WHAT YOU SHOULD DO: Leave the images out, and otherwise write out each entry exactly.

Stored data:
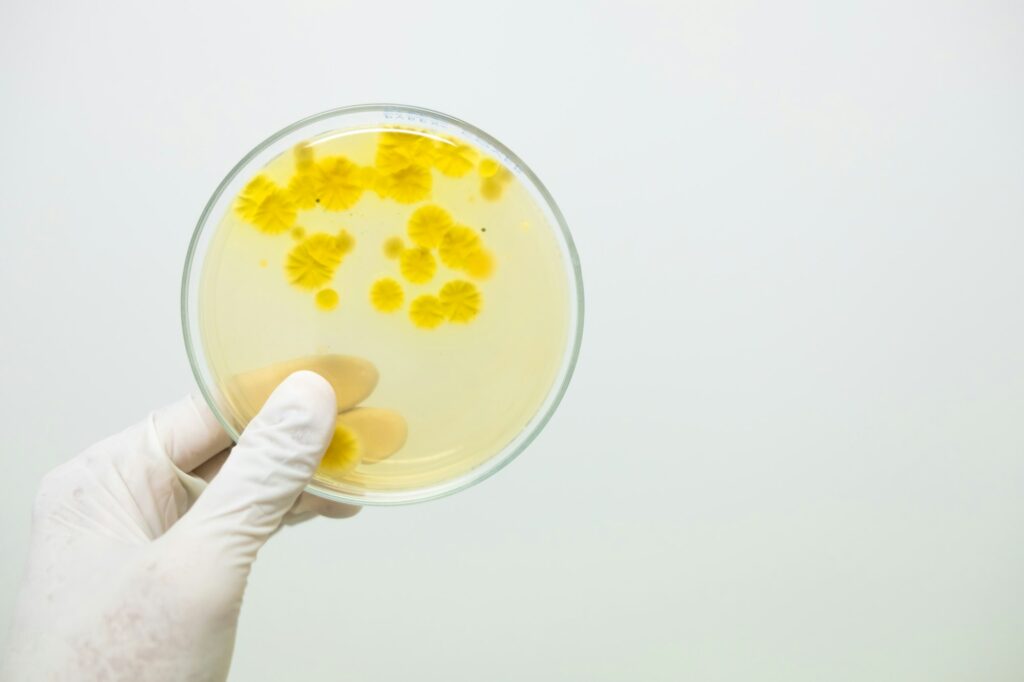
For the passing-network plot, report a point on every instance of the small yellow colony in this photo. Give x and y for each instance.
(312, 261)
(426, 311)
(402, 171)
(460, 300)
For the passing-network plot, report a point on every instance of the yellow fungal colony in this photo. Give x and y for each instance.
(402, 171)
(412, 269)
(312, 262)
(426, 311)
(343, 454)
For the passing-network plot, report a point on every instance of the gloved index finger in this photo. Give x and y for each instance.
(188, 432)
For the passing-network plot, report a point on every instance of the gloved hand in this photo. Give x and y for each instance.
(128, 580)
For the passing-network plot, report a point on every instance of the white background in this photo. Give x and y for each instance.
(794, 449)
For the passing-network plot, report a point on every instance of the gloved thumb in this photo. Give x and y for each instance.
(266, 471)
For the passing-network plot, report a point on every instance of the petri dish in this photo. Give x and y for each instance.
(414, 261)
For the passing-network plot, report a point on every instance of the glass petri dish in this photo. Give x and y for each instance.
(414, 261)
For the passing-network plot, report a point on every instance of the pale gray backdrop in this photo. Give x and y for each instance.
(794, 449)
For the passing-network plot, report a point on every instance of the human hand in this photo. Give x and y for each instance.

ANSWER TO THE PROBLEM:
For the passing-network plot, report a point on every instance of the small yellow colony in this photo. Give x and y for each instance.
(312, 261)
(426, 311)
(402, 171)
(460, 300)
For the passing-network plot, report a point on every instance of the yellow fungal colony in this photo. Give x and y for each instance.
(402, 171)
(412, 269)
(312, 262)
(426, 311)
(343, 454)
For the passing-network plot, report a point on every instance of the gloved index finger in this photo. Give x and y for each instance.
(188, 432)
For the passing-network plot, report a point on every instance of the gloved hand in this photo. Give x and y for each instance.
(128, 580)
For the passing-network plot, report a point on every instance of the white background in this photo. Give x and y for each instance.
(794, 449)
For the passing-network plot, report a point on every instance of the gloved thumb in this photo. Give x and y for each instance.
(266, 471)
For the passing-network plot, report a point on every instance of the petri dish in this photo. Give x and y for each instance.
(414, 261)
For the passing-network plot, report a point on every instance of the glass petri dish in this photo. Give x and y for each instance.
(414, 261)
For the passing-network plot, report a point on every instance of the pale gray backdrop in this photo. Give x and y for each instance.
(794, 449)
For the passing-network plot, report a point on every instance of the human hand in this photo. Give x and y for each instance.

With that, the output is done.